-- Opening Marker --

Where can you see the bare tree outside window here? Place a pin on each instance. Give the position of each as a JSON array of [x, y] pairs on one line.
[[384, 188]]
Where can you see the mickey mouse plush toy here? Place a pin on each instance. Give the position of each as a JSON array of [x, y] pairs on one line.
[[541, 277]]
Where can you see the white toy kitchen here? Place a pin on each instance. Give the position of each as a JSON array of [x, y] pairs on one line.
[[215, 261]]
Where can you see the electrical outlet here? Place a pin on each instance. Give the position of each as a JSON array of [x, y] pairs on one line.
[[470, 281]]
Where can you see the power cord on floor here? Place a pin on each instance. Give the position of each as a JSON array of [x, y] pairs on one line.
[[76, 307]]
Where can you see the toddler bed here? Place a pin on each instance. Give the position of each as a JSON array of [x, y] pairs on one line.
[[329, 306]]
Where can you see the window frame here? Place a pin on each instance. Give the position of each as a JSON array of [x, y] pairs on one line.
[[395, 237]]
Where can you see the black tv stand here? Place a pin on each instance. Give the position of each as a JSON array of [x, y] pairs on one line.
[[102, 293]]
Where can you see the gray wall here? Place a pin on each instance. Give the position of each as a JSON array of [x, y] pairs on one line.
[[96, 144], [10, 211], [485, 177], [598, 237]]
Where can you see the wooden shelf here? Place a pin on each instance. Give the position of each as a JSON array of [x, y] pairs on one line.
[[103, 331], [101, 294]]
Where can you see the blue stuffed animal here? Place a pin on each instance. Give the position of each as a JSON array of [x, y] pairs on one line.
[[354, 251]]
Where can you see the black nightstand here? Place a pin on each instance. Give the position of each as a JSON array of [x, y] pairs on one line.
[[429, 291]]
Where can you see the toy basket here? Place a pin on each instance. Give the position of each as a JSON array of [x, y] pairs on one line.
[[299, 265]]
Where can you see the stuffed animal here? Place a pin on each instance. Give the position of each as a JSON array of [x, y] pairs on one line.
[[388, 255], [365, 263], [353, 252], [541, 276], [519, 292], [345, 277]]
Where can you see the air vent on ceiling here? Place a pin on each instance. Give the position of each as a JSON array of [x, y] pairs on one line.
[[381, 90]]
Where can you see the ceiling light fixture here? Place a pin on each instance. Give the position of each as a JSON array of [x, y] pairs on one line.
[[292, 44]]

-- Closing Marker --

The records above need to be transcribed in full. Keep every character unchanged.

(RESPONSE)
Where can you see the bare tree outside window here? Place a pin on each instance. Give the position of each as a JSON array of [x, y] pairs on one line.
[[384, 188]]
Where can you see the mickey mouse plush toy here? Place a pin on each instance. Give the position of each as a JSON array of [x, y] pairs on one line.
[[541, 277]]
Where can you see the white toy kitchen here? Place a pin on each instance. Give the position of each as a JSON array of [x, y] pairs on one line.
[[215, 261]]
Where can you see the electrical outlet here? Place a pin on each instance. Give the position of each as a JSON array of [x, y] pairs on one line.
[[470, 281]]
Where can you see the power cord on floor here? Place a pin on each instance. Give the position of each as a JSON array of [x, y] pairs on one line.
[[76, 307]]
Where can you see the toddler bed here? Place a pin on each instance. Give the position of each as a JSON array of [x, y] pairs on one line.
[[329, 306]]
Where can you see the window frame here? Place a pin on each instance. Give the position of each as a JSON array of [x, y] pairs on one line.
[[395, 237]]
Where can you see the black tv stand here? Place a pin on each instance. Give the position of each as a JSON array of [x, y] pairs on one line.
[[102, 293]]
Where can you see the gray wall here? Place a pin on each instance. Give the position of each as a JSON array of [x, y] pairs on one line.
[[96, 144], [10, 211], [485, 177], [598, 237]]
Where can you see the wooden shelf here? Place a pin on each instance. Give the position of each as a JSON array of [x, y] pairs on one line.
[[103, 331], [101, 294]]
Where can you see the blue stuffed animal here? Place a pin on each instance. Give the position of each as a JSON array of [x, y] pairs on one line.
[[354, 251]]
Where can you see the black nightstand here? Place a pin on each instance. Give the position of each as a JSON array of [x, y] pairs on one line.
[[429, 291]]
Where can you see the toy basket here? Place a pin on each instance. Give the position of each as a JSON array of [x, y] pairs on one line.
[[299, 265]]
Where can you see the stuffed animal here? Place a pin on each instance. Give the position of each as a JSON array of [x, y] pairs on one line.
[[388, 255], [365, 263], [353, 252], [541, 276], [519, 292], [345, 277]]
Where can you see the air vent on ceiling here? Place a pin on each instance. Give the position of each as a JSON array of [x, y] pairs on one line.
[[381, 90]]
Where can you see the ceiling light fixture here? Place a pin on each instance. Give the position of each as a JSON array of [x, y] pairs on one line.
[[292, 44]]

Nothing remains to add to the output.